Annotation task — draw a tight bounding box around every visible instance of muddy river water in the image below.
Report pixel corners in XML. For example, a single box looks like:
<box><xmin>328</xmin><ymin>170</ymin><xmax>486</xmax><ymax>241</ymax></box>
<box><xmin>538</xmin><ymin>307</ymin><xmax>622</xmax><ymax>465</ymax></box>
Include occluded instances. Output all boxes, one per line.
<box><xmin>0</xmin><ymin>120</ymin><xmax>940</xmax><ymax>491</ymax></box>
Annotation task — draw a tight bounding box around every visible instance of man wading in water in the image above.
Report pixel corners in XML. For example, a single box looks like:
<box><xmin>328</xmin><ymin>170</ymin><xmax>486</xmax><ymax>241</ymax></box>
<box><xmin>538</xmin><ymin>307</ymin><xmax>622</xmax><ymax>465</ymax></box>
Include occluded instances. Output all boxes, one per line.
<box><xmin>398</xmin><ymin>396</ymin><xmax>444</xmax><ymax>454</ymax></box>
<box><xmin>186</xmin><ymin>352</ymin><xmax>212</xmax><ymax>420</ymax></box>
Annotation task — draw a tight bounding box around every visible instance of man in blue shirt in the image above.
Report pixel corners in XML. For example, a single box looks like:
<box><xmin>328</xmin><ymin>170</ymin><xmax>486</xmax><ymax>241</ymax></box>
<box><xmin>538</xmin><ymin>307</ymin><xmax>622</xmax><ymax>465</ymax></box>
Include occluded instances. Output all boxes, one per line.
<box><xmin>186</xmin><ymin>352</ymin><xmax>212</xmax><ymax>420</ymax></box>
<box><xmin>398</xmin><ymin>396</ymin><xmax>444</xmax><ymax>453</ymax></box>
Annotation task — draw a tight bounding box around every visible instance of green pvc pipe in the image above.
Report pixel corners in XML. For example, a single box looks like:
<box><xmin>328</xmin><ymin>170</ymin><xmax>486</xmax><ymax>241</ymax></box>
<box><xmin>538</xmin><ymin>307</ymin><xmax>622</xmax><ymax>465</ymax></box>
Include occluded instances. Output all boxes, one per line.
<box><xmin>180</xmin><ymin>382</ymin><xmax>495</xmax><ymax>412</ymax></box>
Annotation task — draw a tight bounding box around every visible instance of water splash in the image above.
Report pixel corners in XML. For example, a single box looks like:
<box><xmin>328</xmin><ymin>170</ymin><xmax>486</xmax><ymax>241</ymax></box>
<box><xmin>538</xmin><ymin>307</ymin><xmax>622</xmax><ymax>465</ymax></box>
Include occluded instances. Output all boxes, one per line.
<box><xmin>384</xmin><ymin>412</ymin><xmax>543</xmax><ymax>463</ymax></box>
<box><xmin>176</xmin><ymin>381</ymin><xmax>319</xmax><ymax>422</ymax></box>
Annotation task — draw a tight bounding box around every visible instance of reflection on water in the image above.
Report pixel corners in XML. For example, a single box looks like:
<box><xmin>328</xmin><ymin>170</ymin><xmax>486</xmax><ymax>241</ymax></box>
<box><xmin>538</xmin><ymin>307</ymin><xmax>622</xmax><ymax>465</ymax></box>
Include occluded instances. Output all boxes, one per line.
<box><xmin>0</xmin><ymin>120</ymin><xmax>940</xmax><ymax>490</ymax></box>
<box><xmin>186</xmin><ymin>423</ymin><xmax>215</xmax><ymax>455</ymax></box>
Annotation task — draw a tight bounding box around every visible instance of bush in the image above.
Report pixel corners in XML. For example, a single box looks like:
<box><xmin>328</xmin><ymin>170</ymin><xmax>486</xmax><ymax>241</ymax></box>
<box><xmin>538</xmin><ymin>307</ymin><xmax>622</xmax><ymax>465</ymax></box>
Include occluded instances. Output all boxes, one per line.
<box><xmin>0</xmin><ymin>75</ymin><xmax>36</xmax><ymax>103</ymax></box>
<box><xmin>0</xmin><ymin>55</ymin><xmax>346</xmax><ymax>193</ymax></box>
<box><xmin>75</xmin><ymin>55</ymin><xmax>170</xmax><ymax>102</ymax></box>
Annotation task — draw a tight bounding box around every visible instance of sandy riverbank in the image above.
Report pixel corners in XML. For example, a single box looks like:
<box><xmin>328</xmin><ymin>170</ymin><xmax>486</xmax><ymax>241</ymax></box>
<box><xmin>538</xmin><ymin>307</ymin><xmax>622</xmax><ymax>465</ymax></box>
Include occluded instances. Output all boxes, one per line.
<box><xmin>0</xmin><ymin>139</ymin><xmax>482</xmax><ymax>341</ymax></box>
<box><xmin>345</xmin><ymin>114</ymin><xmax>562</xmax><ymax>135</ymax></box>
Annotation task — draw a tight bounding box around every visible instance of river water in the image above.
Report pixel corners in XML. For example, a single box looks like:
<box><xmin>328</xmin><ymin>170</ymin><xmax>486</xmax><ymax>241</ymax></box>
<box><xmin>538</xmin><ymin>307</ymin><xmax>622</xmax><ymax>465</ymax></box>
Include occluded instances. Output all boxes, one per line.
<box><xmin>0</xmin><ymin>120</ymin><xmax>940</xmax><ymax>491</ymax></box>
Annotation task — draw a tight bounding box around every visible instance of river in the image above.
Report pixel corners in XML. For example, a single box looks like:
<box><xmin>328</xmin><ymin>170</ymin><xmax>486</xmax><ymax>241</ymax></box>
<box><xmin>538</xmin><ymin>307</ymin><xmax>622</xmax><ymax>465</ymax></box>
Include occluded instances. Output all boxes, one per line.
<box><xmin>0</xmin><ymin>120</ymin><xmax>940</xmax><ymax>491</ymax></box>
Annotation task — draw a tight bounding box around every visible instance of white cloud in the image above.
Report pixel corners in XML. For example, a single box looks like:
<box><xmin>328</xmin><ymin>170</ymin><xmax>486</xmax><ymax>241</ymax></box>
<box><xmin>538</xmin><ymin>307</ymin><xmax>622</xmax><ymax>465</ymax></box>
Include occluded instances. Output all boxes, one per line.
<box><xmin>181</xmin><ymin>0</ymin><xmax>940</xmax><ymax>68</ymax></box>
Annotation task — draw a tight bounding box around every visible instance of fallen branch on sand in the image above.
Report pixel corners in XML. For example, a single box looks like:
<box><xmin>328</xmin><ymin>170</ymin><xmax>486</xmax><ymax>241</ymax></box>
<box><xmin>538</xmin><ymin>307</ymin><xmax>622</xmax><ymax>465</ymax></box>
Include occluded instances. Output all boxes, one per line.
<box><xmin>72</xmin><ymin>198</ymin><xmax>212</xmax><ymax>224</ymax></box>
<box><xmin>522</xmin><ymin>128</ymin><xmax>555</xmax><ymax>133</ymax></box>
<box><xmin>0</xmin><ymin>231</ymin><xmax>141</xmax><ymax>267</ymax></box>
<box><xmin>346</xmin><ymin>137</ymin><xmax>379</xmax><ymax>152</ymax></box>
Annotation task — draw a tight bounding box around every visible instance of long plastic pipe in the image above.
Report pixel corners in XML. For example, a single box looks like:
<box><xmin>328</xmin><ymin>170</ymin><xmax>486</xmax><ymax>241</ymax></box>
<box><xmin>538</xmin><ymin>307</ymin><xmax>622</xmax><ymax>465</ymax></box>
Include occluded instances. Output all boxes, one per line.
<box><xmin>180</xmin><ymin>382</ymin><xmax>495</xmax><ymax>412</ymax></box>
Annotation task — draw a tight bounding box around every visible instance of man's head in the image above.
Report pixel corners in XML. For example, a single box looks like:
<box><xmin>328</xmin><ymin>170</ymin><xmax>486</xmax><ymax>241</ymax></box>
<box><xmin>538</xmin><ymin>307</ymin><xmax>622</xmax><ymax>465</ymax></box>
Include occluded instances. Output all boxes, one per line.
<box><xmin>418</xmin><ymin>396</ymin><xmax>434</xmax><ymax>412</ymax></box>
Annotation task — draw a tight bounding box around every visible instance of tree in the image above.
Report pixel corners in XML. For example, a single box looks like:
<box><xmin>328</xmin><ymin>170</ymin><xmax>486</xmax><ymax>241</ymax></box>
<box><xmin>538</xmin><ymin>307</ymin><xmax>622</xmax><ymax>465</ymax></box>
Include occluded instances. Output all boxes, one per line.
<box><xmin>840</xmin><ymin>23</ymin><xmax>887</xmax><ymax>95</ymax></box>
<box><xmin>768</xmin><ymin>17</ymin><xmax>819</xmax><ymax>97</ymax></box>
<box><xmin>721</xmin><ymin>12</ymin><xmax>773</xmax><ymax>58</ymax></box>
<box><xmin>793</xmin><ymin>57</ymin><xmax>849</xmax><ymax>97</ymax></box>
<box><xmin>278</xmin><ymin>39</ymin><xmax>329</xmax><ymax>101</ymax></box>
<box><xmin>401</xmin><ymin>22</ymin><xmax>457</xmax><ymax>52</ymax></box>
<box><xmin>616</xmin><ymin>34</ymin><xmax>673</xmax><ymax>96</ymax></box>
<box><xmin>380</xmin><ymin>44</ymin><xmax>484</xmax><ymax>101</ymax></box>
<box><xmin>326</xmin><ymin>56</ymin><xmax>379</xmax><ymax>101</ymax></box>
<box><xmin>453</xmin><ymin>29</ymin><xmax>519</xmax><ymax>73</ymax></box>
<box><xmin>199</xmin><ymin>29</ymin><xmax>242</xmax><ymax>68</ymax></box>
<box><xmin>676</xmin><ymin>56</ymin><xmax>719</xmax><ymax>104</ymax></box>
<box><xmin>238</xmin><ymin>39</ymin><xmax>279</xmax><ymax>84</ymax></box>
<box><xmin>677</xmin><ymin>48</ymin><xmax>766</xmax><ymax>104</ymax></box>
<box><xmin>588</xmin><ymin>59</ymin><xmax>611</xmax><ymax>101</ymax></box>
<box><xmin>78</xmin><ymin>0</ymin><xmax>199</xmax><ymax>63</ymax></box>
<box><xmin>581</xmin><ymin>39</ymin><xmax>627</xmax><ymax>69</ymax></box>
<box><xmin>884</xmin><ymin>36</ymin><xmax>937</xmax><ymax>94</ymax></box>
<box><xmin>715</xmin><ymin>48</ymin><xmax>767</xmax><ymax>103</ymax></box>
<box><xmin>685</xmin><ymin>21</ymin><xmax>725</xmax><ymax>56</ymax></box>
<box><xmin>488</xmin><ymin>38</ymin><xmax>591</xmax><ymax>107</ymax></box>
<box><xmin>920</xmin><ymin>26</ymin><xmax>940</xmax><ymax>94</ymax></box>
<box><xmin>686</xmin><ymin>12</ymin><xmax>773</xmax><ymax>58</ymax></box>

================

Report, word for word, every line of the material above that contains the string "pipe".

Annotation task — draw a tight bounding box around every visible instance of green pvc pipe in the image above.
Annotation task — draw a tight bounding box around every visible instance of long plastic pipe in the image above.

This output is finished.